START DATASET CONTENT
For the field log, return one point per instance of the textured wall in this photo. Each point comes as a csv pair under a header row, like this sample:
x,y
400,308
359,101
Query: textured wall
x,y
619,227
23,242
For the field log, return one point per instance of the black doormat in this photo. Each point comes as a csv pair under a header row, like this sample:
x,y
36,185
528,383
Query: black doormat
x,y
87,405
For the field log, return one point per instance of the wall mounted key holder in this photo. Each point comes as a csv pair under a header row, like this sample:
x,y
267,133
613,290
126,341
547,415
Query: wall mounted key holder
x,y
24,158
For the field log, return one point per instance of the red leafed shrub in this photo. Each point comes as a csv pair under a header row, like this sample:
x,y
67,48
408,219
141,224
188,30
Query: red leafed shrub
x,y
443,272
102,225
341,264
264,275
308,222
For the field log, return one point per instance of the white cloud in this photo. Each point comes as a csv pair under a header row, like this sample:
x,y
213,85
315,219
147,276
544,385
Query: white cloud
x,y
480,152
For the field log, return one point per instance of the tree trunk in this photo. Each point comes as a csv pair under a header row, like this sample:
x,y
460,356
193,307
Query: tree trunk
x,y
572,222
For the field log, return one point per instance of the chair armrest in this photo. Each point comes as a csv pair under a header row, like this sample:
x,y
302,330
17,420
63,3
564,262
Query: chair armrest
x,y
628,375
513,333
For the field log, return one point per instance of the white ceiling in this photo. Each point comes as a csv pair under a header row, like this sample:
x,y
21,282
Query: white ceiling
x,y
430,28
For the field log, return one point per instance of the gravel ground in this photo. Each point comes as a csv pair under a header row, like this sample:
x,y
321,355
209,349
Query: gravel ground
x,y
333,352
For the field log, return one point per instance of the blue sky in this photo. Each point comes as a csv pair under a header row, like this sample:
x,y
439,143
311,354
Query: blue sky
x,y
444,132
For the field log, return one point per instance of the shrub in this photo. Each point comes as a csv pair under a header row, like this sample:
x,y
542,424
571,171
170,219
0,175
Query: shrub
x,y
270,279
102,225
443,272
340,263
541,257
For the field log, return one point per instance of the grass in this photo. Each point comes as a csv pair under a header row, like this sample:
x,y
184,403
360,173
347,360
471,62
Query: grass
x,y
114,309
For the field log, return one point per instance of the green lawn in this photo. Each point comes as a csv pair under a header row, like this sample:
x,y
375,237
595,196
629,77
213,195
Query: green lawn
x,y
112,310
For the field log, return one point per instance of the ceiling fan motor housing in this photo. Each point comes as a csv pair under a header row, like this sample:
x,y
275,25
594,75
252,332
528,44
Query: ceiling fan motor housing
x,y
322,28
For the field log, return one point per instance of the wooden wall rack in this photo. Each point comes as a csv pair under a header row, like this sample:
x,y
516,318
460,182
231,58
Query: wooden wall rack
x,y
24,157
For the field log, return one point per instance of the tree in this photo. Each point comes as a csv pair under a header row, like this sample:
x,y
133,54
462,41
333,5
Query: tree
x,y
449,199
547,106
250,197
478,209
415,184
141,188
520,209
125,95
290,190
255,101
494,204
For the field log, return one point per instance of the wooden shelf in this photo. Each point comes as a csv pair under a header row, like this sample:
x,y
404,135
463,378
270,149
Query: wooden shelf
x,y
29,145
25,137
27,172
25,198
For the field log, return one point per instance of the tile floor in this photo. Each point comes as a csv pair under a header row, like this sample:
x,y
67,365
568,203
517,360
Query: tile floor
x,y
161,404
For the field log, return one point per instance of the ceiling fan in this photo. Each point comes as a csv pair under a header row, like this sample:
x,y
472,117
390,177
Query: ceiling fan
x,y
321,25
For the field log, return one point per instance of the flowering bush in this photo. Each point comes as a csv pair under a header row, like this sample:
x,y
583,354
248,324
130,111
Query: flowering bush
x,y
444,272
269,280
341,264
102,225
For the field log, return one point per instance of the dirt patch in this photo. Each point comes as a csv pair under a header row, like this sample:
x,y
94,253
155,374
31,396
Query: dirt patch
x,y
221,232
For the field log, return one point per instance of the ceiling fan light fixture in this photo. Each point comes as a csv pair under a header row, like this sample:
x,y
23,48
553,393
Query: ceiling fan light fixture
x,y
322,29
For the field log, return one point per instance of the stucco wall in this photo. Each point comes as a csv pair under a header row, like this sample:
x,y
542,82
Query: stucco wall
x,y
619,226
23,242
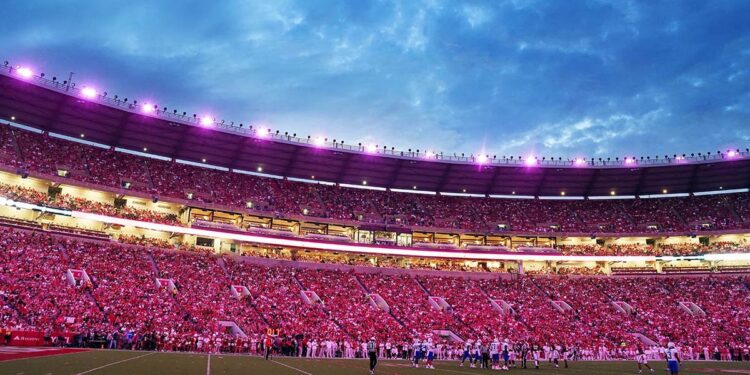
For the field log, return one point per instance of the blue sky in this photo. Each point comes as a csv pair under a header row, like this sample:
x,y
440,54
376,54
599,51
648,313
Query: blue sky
x,y
549,78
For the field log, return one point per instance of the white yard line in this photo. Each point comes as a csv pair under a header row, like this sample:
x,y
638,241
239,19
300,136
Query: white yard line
x,y
114,363
291,367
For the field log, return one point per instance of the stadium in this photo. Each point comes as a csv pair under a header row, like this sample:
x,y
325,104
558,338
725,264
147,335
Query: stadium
x,y
138,238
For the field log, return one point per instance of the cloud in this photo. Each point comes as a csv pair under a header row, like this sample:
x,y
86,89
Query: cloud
x,y
591,77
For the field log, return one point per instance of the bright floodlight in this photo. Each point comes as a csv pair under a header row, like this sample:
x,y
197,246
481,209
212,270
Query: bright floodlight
x,y
207,121
24,72
88,92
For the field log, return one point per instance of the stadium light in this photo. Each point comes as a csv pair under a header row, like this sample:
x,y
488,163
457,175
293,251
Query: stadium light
x,y
148,108
89,92
24,72
207,121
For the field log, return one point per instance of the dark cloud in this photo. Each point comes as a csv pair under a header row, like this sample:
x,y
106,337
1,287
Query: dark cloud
x,y
511,77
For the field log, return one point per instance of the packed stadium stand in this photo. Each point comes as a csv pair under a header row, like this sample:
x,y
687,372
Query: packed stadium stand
x,y
120,294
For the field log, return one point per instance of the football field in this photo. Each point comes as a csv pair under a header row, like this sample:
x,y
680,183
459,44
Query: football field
x,y
127,362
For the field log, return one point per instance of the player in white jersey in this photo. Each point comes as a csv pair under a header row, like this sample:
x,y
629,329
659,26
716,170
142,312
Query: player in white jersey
x,y
673,359
372,354
640,357
495,354
477,352
506,353
466,354
428,348
555,356
417,352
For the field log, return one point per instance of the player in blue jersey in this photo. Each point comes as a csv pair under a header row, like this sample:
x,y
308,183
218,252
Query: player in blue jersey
x,y
673,359
430,350
417,352
495,354
506,353
466,354
477,353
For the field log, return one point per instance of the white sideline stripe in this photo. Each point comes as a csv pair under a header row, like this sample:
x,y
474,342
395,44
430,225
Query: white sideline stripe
x,y
114,363
291,367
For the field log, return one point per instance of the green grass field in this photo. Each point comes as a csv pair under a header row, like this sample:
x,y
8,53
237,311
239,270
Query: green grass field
x,y
123,362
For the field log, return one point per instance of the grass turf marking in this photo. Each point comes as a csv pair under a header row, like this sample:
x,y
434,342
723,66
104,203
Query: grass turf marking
x,y
115,363
291,367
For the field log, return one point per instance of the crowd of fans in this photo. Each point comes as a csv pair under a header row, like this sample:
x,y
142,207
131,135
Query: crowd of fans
x,y
319,312
69,202
660,249
46,154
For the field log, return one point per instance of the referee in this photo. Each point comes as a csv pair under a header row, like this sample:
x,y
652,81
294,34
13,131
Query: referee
x,y
373,354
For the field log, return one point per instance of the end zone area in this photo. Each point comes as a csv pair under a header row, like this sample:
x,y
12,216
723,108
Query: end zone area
x,y
9,353
112,362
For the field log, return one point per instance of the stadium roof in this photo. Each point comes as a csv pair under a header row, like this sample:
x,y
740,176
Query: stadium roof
x,y
57,108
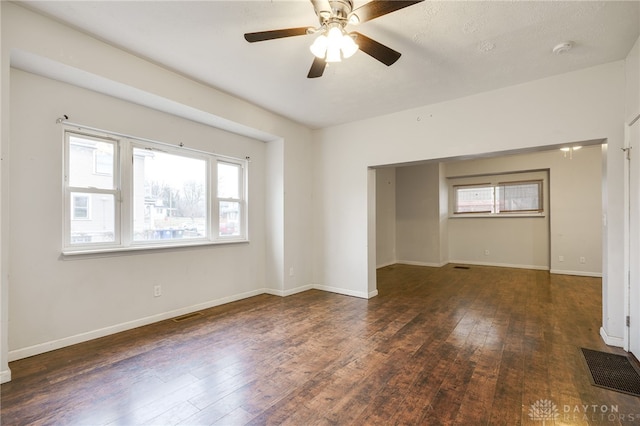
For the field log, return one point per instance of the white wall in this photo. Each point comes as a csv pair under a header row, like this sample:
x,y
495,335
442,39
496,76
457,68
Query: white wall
x,y
632,74
578,106
385,216
5,373
425,228
573,212
418,214
520,242
63,298
280,244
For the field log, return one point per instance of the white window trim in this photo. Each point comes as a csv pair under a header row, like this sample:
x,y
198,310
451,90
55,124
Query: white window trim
x,y
73,205
495,180
123,192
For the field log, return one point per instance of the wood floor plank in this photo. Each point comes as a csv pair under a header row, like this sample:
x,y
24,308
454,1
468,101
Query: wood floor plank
x,y
449,346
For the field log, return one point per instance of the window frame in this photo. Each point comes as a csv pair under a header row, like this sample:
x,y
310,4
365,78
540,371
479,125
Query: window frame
x,y
538,210
495,210
77,195
123,193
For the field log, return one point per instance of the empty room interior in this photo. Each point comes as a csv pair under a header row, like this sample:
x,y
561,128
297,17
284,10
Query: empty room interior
x,y
212,215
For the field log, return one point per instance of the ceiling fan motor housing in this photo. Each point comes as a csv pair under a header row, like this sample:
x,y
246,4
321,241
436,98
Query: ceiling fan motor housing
x,y
333,10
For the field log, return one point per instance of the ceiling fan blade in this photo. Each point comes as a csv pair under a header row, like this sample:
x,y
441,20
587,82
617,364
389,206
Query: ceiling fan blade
x,y
376,8
273,34
376,50
317,68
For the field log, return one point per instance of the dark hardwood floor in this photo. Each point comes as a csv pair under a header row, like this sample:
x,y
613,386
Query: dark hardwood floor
x,y
450,346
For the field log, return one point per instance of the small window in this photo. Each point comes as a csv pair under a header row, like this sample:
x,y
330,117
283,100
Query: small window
x,y
519,197
123,192
80,207
170,195
229,202
502,198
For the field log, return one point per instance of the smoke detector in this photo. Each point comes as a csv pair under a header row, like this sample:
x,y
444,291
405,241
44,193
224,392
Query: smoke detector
x,y
563,47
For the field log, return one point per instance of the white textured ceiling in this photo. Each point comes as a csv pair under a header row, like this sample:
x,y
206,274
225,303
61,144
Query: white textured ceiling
x,y
449,49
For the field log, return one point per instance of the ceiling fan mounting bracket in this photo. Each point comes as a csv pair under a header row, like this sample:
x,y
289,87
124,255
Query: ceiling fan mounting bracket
x,y
333,12
337,14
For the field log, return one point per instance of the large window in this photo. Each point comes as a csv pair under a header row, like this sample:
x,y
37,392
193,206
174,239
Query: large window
x,y
123,193
502,198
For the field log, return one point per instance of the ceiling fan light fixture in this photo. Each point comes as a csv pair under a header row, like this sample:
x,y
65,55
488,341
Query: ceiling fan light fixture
x,y
348,46
334,46
333,54
319,46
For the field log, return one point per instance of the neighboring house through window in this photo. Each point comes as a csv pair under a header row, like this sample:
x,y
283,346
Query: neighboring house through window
x,y
127,193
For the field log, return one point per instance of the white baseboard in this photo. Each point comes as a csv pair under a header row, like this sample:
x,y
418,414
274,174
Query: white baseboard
x,y
95,334
501,265
343,291
416,263
284,293
5,376
611,340
577,273
102,332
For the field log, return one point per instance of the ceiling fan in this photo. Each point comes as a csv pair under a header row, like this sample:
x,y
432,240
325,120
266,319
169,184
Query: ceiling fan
x,y
334,43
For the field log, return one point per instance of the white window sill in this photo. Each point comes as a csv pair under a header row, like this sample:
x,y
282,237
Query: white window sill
x,y
496,215
85,252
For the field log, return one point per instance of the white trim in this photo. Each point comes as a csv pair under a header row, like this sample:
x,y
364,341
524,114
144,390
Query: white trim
x,y
5,376
106,331
578,273
610,340
417,263
500,265
285,293
342,291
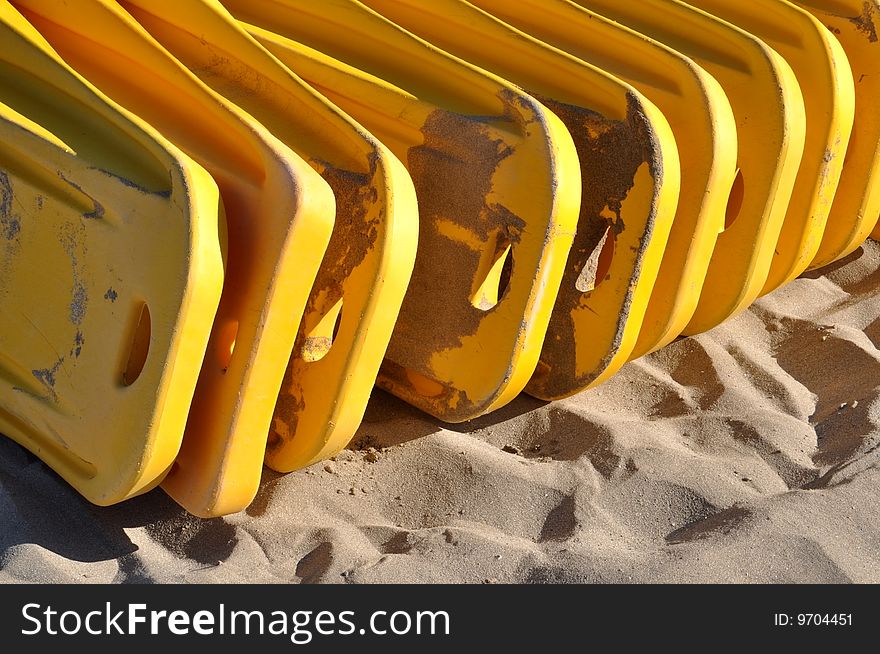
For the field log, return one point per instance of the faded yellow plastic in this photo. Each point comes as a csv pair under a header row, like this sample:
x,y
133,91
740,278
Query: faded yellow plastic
x,y
497,179
826,82
630,184
279,218
856,208
368,264
705,132
110,275
771,130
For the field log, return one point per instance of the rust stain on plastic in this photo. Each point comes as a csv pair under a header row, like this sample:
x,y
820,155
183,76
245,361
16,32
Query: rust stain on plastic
x,y
453,174
864,22
610,152
10,224
354,235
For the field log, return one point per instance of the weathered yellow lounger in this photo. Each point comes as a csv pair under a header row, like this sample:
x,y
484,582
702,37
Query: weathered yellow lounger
x,y
856,208
368,264
771,129
279,216
110,275
705,133
826,82
498,184
630,177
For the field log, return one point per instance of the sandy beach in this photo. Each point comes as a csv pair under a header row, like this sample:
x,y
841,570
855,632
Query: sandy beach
x,y
747,454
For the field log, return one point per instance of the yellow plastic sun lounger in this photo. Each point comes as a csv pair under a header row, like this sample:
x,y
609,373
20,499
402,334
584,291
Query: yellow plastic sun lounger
x,y
630,184
279,218
368,264
856,208
705,133
826,82
498,184
110,275
771,130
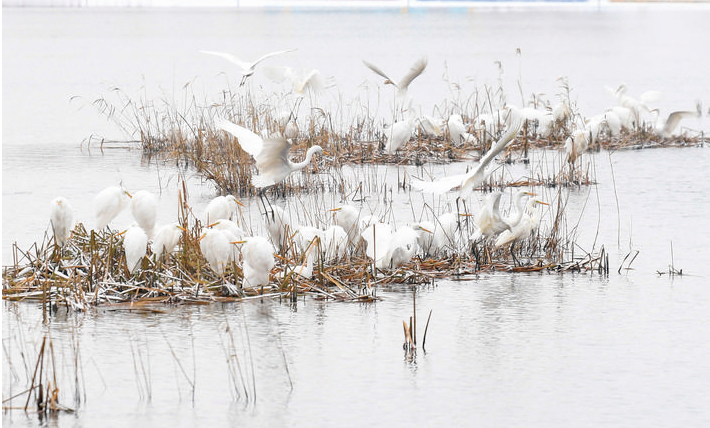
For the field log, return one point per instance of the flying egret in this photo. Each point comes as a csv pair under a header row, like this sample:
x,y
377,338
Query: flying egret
x,y
258,255
636,105
476,176
301,80
216,248
665,128
221,207
108,203
61,220
247,68
416,69
271,155
144,208
166,239
135,245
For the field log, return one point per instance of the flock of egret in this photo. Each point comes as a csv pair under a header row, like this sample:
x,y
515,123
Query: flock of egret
x,y
389,246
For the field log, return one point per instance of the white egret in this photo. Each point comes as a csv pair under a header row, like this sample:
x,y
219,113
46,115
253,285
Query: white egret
x,y
576,144
378,237
476,176
489,221
221,207
347,217
335,242
135,245
216,248
144,208
400,133
636,105
108,203
166,239
425,237
388,248
528,223
247,68
271,155
457,130
258,255
61,220
402,247
430,126
665,127
304,235
278,226
402,85
301,80
233,232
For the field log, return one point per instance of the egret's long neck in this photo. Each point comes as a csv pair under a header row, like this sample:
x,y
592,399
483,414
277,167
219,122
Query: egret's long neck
x,y
309,155
519,208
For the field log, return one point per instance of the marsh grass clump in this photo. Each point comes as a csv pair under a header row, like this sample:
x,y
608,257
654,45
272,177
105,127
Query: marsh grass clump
x,y
350,131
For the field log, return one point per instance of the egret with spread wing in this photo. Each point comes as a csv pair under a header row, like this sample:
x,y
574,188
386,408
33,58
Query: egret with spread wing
x,y
247,68
271,155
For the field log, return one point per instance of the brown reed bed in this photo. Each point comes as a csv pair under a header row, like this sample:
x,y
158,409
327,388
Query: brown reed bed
x,y
349,132
91,271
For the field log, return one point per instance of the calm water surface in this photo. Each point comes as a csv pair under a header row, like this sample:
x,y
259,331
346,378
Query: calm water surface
x,y
630,349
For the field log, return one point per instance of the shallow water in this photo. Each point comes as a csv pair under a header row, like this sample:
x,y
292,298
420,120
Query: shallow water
x,y
630,349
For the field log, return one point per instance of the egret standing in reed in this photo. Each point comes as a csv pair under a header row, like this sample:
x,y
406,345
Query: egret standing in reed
x,y
135,245
166,239
61,220
271,155
476,176
144,208
216,248
258,254
109,203
221,207
528,223
665,127
246,68
278,226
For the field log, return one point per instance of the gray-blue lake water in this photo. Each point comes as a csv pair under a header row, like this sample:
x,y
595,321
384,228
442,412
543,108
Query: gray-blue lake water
x,y
543,349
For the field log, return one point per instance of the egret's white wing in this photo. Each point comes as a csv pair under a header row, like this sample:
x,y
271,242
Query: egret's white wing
x,y
269,55
229,57
675,118
417,69
650,97
311,81
439,186
273,162
475,177
376,70
249,141
278,74
378,237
END DATASET CONTENT
WRITTEN PROBLEM: Copy out everything from the line containing "the egret standing" down to the end of the entries, requests included, and offset every answer coordinate by -67.

OUTPUT FOR THIS EXERCISE:
For the field log, return one point per instance of the egret standing in reed in this photo. Each point comes as a csv pair under a header row, like this sample:
x,y
406,345
Query: egret standing in reed
x,y
68,178
99,172
-6,153
204,88
409,109
77,141
149,181
191,187
42,136
154,140
461,156
598,60
179,1
211,159
For the field log, return one point per instance of the gray-blue lake water in this photo. Each point comes as a csv pair under a header row, like this sample:
x,y
595,321
384,228
442,412
543,108
Query: gray-blue lake water
x,y
476,282
For the field log, return one point per instance of the egret's white wing in this photo. Each point comes as a csv pair under a header row, like this sample:
x,y
271,242
Query: egret's white wing
x,y
202,-12
162,-10
608,51
350,2
583,30
244,14
372,119
206,95
408,110
309,3
182,74
211,7
311,170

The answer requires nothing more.